Voile et mini-jupe : même combat ?

Publié le par Nadia Geerts

Le débat, après avoir connu une accalmie ces dernières années, resurgit en force ces dernières semaines. On connaît le leitmotiv « Ne me libère pas, je m’en charge ! » et le postulat : les femmes savent ce qui est bon pour elles, à elles de choisir le stratégies d’émancipation, et dès lors qu’elles ont choisi de porter le voile, de quel droit irions-nous les critiquer ? Ne sommes-nous pas, après tout, partisans de la liberté ?

Et la petite voix de poursuivre : « à moins que cette liberté ne soit jamais que la liberté pour ces femmes d’être comme vous, c’est-à-dire en somme des fashion victims consentantes, soumises aux diktats de la mode, esclaves du regard des hommes et de l’obligation de séduire ? ».

Et à ceux qui parlent de la réalité du voile en Iran, en Afghanistan, au Qatar ou ailleurs, les mêmes de s’étonner : en quoi l’utilisation qui est faite du voile ailleurs devrait-elle faire obligation aux femmes d’ici ? Quel rapport entre celle qu’on violente ou humilie là-bas parce que mal voilée, et celle qui décide librement de se couvrir la tête - avec la bénédiction de quelques grandes enseignes de la confection comme H&M, Marc & Spencer ou Dolce Gabana d’ailleurs ?

Excellente question, à laquelle je vais tenter de répondre ici.
********************
- CONSIGNE 1: D'après le texte sur le voile et la mini-jupe, au nom de quel postulat ne devrait-on pas critiquer les femmes qui ont choisi de porter le voile ? Répondez en une à trois phrases.
- CONSIGNE 2: Poursuivez le texte sur le voile et la mini-jupe à la suite de sa dernière phrase.
********************
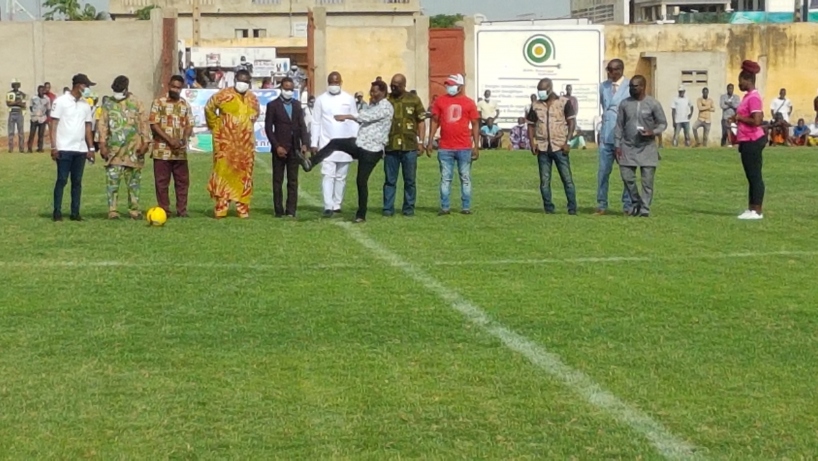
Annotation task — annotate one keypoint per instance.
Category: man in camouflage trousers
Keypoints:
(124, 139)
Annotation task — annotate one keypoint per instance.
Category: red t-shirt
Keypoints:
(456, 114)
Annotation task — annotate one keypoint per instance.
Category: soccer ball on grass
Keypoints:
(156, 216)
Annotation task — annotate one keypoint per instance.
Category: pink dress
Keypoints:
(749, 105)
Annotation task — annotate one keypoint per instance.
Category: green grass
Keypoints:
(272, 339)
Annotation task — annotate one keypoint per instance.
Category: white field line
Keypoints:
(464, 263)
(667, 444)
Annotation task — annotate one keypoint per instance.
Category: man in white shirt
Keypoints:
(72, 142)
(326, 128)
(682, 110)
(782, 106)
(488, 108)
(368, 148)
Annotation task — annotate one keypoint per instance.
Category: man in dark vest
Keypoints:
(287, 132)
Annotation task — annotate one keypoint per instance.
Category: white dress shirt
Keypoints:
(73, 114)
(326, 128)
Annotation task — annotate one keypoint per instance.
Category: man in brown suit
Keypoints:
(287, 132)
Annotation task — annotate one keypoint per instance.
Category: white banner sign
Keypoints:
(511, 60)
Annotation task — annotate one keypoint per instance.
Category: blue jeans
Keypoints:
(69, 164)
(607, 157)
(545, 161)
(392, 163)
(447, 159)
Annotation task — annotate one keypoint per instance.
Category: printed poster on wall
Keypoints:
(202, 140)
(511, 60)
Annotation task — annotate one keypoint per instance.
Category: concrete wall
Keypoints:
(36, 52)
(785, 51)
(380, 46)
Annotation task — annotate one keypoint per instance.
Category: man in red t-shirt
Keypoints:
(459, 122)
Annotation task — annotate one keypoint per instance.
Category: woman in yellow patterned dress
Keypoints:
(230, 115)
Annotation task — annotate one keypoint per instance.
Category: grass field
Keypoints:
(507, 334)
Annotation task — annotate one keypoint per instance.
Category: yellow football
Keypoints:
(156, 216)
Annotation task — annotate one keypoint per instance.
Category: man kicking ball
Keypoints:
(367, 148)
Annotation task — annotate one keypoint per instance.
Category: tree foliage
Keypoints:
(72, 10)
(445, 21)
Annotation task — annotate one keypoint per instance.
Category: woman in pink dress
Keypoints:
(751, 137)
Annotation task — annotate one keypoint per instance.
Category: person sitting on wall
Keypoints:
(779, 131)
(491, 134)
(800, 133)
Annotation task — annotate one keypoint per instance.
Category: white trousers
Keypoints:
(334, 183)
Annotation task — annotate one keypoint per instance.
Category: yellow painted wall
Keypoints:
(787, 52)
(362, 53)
********************
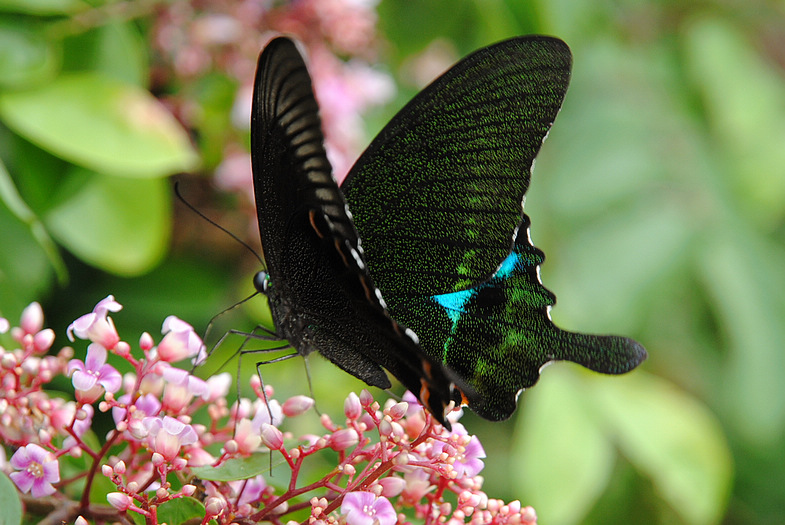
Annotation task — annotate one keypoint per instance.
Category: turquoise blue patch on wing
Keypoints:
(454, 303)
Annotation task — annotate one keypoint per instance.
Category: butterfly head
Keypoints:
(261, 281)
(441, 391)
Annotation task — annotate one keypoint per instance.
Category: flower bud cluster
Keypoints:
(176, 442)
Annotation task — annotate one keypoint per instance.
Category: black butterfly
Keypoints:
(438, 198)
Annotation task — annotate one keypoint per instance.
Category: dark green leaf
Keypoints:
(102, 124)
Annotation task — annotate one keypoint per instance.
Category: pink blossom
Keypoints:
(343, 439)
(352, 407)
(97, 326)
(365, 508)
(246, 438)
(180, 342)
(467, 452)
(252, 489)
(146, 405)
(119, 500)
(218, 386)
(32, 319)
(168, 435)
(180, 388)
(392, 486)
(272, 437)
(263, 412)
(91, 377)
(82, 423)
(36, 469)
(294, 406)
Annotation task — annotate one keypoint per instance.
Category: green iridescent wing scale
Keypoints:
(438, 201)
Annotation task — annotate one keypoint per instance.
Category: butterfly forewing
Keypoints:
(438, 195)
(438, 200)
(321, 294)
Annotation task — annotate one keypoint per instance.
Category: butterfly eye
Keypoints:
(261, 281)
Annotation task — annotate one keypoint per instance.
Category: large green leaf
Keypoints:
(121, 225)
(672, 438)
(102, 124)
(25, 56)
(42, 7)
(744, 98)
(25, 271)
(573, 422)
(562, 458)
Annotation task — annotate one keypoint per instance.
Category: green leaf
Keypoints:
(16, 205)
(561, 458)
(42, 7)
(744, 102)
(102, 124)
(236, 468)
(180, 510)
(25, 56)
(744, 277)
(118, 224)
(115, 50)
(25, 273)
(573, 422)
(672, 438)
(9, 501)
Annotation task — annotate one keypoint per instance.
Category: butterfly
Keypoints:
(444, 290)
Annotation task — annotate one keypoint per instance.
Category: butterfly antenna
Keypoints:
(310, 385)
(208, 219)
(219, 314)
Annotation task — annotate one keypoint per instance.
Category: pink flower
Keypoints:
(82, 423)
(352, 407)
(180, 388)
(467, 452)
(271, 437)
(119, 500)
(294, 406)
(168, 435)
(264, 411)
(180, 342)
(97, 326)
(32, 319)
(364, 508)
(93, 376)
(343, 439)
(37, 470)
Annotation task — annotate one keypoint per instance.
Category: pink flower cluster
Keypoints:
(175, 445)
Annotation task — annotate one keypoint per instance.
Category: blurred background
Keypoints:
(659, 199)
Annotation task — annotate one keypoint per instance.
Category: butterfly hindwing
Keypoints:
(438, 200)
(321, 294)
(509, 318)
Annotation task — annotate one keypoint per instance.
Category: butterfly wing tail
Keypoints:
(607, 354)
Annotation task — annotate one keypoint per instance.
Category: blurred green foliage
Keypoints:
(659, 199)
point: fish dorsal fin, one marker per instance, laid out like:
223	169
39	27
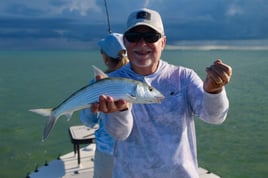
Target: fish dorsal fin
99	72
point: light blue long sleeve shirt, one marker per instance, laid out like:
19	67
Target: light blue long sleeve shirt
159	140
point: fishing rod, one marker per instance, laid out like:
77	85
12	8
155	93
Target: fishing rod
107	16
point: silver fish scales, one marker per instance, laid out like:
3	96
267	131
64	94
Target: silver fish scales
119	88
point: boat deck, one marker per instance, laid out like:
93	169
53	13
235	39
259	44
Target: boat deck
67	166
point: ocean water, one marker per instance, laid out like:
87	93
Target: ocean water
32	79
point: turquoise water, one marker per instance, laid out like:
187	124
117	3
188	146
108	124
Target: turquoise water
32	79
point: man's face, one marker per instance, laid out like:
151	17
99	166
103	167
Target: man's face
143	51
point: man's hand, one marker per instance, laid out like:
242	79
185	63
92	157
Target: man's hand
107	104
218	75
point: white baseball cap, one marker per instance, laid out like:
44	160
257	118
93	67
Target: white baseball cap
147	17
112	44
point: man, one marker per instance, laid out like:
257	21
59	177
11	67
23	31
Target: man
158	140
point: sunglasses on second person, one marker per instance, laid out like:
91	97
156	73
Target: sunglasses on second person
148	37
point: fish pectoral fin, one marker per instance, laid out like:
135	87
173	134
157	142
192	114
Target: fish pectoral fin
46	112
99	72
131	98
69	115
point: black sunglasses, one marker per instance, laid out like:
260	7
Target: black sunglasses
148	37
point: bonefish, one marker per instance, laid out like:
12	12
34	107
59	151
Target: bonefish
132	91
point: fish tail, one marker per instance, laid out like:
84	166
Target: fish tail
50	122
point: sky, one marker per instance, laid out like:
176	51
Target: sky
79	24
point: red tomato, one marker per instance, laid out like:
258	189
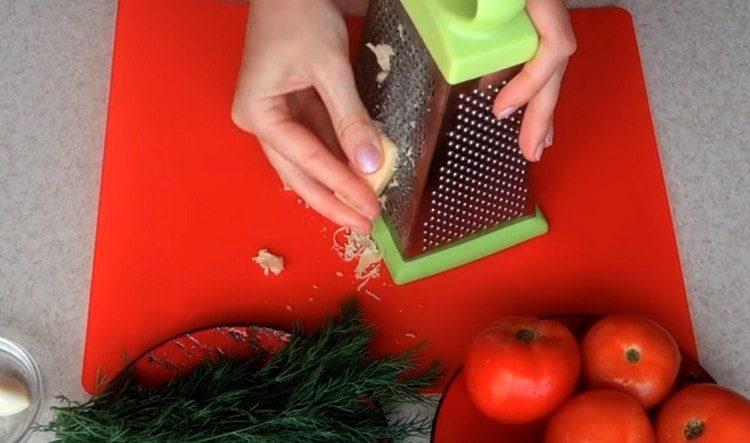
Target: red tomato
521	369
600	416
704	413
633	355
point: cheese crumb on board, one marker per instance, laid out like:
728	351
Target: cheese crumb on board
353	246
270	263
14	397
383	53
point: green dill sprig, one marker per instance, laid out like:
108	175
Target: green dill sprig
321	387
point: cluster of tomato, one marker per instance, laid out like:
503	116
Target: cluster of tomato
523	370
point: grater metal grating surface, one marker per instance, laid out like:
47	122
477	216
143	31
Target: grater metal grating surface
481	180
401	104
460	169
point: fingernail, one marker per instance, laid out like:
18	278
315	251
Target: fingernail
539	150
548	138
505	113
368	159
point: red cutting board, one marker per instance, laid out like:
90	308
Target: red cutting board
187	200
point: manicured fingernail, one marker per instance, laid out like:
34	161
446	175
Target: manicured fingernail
********************
- RÉPONSE 1: Selon ce postulat, les femmes savent ce qui est bon pour elles et c'est à elles de choisir leurs stratégies d'émancipation. Dès lors qu'elles ont choisi de porter le voile, personne n'aurait le droit de les critiquer, puisqu'on se dit partisan de la liberté.

- RÉPONSE 2:
Le voile signifie quelque chose. Et ce, indépendamment du sens que lui donne celle qui le porte. Et il en ira ainsi tant que, précisément, des mouvements politico-religieux en feront l’étendard de leur conquête. On peut certes décider que cela ne nous concerne en rien, nous les femmes occidentales, mais c’est un peu comme si un juif décidait de porter l’étoile jaune parce que ça fait joli sur son costume, ou parce qu’il croit que c’est ainsi qu’on marque qu’on est juif. Imaginons que la scène se passe, qui plus est, en Amérique au début des années 40, et on n’aura plus le choix que d’hésiter entre naïveté confondante et scandaleuse provocation.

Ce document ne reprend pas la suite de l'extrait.